● WHAT YOU NEED TO DO: Images aside, return all the entries exactly.

Natural-language object grounding data:
--------

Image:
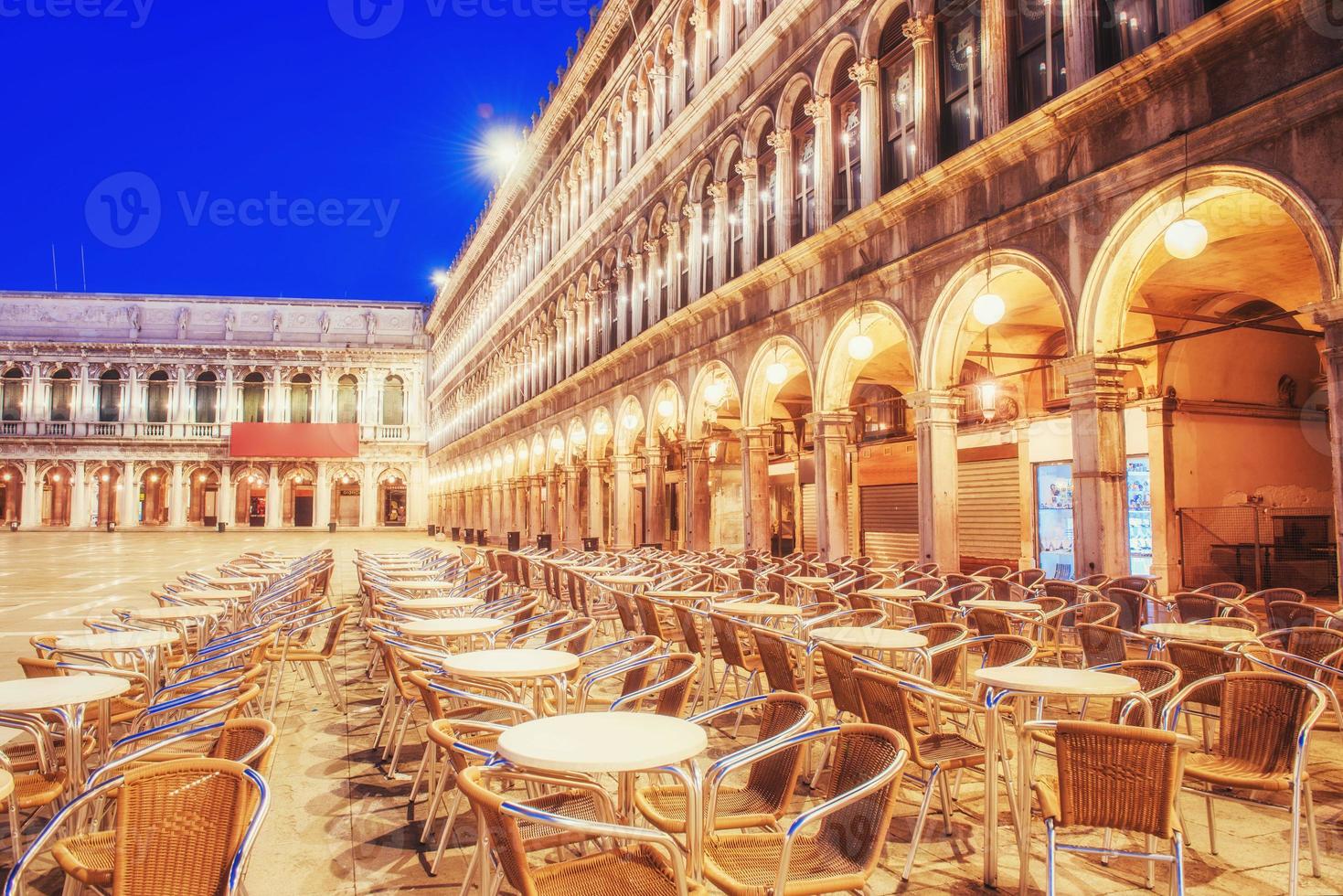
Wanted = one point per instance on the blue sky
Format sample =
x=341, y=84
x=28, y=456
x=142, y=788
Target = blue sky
x=304, y=148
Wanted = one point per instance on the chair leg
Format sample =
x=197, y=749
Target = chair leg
x=1050, y=856
x=922, y=815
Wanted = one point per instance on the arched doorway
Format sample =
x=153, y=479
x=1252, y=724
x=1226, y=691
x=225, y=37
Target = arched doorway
x=865, y=378
x=57, y=491
x=779, y=460
x=11, y=493
x=713, y=463
x=1210, y=316
x=998, y=335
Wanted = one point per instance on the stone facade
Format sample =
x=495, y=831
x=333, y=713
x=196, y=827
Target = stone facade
x=119, y=409
x=738, y=285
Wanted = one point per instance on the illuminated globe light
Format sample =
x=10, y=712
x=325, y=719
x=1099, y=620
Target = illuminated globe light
x=1186, y=238
x=988, y=308
x=861, y=347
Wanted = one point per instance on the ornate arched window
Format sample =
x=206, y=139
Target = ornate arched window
x=254, y=398
x=394, y=402
x=62, y=395
x=207, y=398
x=11, y=395
x=346, y=400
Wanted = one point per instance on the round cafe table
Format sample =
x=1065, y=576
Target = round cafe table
x=438, y=604
x=446, y=629
x=69, y=695
x=146, y=645
x=1024, y=684
x=619, y=743
x=517, y=664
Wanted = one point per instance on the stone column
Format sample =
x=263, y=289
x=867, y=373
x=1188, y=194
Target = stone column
x=698, y=500
x=572, y=512
x=821, y=113
x=1100, y=507
x=272, y=512
x=226, y=506
x=536, y=507
x=750, y=222
x=1080, y=40
x=1160, y=461
x=1330, y=317
x=177, y=497
x=129, y=515
x=927, y=109
x=784, y=187
x=692, y=212
x=755, y=468
x=596, y=517
x=994, y=51
x=80, y=498
x=832, y=440
x=655, y=496
x=624, y=503
x=323, y=497
x=936, y=417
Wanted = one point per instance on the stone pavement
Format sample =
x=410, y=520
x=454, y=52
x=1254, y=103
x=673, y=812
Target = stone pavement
x=338, y=825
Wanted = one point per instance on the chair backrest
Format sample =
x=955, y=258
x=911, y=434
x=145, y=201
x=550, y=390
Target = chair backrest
x=857, y=832
x=180, y=825
x=1091, y=795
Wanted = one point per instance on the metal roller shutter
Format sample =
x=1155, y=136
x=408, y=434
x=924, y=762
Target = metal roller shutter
x=809, y=517
x=890, y=516
x=988, y=511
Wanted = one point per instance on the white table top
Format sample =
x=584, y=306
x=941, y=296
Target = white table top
x=175, y=614
x=438, y=603
x=117, y=640
x=512, y=663
x=859, y=637
x=746, y=609
x=895, y=594
x=1051, y=680
x=592, y=741
x=26, y=695
x=1010, y=606
x=1208, y=633
x=450, y=627
x=214, y=594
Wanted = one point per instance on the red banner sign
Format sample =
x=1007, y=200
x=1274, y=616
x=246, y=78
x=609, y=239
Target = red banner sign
x=293, y=440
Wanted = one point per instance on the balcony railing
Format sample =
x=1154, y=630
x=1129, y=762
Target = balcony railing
x=160, y=432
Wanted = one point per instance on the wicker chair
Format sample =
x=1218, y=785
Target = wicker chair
x=183, y=827
x=1264, y=731
x=766, y=795
x=868, y=767
x=887, y=701
x=1090, y=795
x=652, y=865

--------

● COMPLETED TASK:
Image:
Wanted = one point per instance on the blue sky
Format sample =
x=341, y=84
x=28, y=456
x=142, y=788
Target = blue sky
x=304, y=148
Wanted = one point per instance on the chair leg
Format sample =
x=197, y=749
Target = chair leg
x=1050, y=856
x=922, y=815
Wanted = one point per instance on the arched doorway
Format sample =
x=153, y=479
x=1252, y=724
x=1226, y=691
x=225, y=37
Target = arched doorway
x=865, y=378
x=57, y=491
x=779, y=460
x=11, y=493
x=713, y=463
x=1210, y=316
x=998, y=335
Wanted = one point per instance on the stone facade
Format sample =
x=495, y=831
x=333, y=713
x=196, y=827
Target = stone facade
x=119, y=409
x=738, y=285
Wanted = one point per instance on the illuminated globe light
Format sample =
x=10, y=712
x=325, y=719
x=1099, y=620
Target = illuminated globe light
x=1186, y=238
x=988, y=308
x=861, y=347
Wanted = one point per instance on the ornate arched window
Format sample =
x=206, y=139
Target = ornate arched window
x=254, y=398
x=394, y=402
x=62, y=395
x=207, y=398
x=11, y=395
x=346, y=400
Wanted = one point per instance on the round cafe table
Format sample =
x=1065, y=576
Target = round cafe table
x=438, y=604
x=446, y=629
x=69, y=695
x=146, y=645
x=1024, y=684
x=619, y=743
x=517, y=664
Wanted = one point per instance on the stone column
Format sample =
x=263, y=289
x=867, y=373
x=1188, y=194
Target = stone column
x=698, y=500
x=572, y=512
x=821, y=113
x=1100, y=507
x=272, y=512
x=226, y=506
x=536, y=507
x=750, y=222
x=1080, y=40
x=1160, y=461
x=1330, y=317
x=177, y=497
x=129, y=515
x=927, y=109
x=784, y=187
x=692, y=212
x=755, y=468
x=596, y=517
x=994, y=51
x=80, y=498
x=832, y=440
x=655, y=496
x=624, y=503
x=323, y=497
x=936, y=417
Wanted = one point per instance on the stone pavement
Format sample =
x=410, y=520
x=454, y=52
x=1254, y=103
x=673, y=812
Target = stone pavement
x=338, y=825
Wanted = one point per instance on the chair backrest
Format sample =
x=955, y=258
x=911, y=434
x=145, y=201
x=550, y=390
Target = chair backrest
x=857, y=832
x=180, y=825
x=1091, y=795
Wanted = one point per instance on the metal roller shutter
Format sample =
x=1155, y=136
x=408, y=434
x=924, y=762
Target = metal roller shutter
x=809, y=517
x=890, y=516
x=988, y=511
Wanted = one point per instance on the white table top
Format sample =
x=584, y=306
x=941, y=296
Target = white table top
x=175, y=614
x=438, y=603
x=117, y=640
x=512, y=663
x=859, y=637
x=746, y=609
x=895, y=594
x=1051, y=680
x=592, y=741
x=26, y=695
x=1010, y=606
x=1208, y=633
x=450, y=627
x=214, y=594
Wanted = one point per instance on the red banner sign
Format sample =
x=1007, y=200
x=1274, y=616
x=246, y=78
x=609, y=239
Target = red banner sign
x=293, y=440
Wanted = one point per instance on the balcony railing
Format sample =
x=1154, y=630
x=1129, y=762
Target = balcony railing
x=160, y=432
Wanted = one point per instance on the wicker chair
Format sample =
x=1218, y=785
Target = wicker chair
x=183, y=827
x=1264, y=731
x=766, y=795
x=868, y=767
x=887, y=701
x=1090, y=795
x=652, y=865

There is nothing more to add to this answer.